◆ What the task requires ◆
Arrange the records from the line containing "422, row 321." through the line containing "column 197, row 486" as a numbered list, skipping any blank lines. Include only that stretch.

◆ Provided entries ◆
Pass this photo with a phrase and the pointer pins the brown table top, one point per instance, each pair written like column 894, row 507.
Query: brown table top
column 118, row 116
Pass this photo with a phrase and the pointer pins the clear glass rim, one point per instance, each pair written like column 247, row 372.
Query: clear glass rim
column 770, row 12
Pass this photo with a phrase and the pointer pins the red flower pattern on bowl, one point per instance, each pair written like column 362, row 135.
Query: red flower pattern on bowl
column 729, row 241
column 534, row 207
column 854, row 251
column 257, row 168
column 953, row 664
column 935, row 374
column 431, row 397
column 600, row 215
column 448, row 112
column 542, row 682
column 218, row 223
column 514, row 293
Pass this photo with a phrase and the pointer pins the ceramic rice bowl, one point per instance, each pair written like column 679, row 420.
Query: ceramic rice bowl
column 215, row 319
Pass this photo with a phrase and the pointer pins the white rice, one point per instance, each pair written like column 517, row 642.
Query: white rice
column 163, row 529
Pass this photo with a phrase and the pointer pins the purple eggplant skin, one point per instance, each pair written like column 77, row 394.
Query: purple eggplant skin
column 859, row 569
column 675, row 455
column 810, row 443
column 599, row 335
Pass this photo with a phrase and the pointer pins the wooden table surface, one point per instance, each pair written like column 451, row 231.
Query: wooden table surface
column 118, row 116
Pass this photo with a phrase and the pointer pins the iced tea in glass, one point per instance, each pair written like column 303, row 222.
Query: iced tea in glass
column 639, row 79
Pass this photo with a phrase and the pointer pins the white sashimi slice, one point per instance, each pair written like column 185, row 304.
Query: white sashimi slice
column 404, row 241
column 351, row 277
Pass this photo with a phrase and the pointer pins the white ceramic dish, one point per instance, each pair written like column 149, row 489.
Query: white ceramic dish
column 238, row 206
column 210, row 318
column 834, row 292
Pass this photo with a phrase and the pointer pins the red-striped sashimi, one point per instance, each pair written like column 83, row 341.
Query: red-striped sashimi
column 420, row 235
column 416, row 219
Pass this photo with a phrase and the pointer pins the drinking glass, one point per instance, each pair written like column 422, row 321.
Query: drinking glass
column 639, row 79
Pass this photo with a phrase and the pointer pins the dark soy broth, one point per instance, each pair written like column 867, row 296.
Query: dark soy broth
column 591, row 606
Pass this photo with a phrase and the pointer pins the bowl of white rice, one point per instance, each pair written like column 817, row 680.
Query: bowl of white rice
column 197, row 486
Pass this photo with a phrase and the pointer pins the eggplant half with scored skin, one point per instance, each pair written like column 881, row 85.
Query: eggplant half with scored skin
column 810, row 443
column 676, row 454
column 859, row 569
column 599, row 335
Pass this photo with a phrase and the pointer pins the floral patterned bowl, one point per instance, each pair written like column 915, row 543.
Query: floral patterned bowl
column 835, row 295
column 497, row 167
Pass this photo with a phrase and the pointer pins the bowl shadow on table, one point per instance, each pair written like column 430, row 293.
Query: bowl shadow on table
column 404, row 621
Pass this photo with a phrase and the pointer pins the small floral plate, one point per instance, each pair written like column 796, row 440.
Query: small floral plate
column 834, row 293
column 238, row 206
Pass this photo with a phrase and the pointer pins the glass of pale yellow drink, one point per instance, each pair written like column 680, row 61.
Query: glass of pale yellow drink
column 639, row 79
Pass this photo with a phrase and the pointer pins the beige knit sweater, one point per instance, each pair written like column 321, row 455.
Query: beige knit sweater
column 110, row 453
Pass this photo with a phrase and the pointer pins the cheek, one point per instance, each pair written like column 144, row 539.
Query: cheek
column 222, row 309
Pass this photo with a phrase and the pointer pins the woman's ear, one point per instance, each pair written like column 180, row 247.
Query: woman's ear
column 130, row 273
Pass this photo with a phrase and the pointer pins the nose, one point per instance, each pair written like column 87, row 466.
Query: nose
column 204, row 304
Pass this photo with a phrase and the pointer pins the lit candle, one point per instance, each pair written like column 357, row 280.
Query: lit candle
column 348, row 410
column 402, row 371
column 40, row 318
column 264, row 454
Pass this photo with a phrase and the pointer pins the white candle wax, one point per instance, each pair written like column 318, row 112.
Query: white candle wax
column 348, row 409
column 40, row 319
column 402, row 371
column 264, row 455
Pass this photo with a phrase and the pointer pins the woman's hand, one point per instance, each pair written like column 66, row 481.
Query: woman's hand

◆ Task response ◆
1. Pass this photo with a phrase and the pointer pins the drinking glass, one point per instance, each pair written like column 422, row 321.
2. Query: drinking glass
3. column 639, row 79
4. Pass this photo with a phrase and the pointer pins the dark soy broth, one point per instance, each pair written like column 867, row 296.
5. Query: dark soy broth
6. column 591, row 606
7. Pass this photo with a phrase and the pointer pins the bowl of white rice, one point per instance, each pair written like column 817, row 680.
8. Query: bowl of white rice
9. column 197, row 486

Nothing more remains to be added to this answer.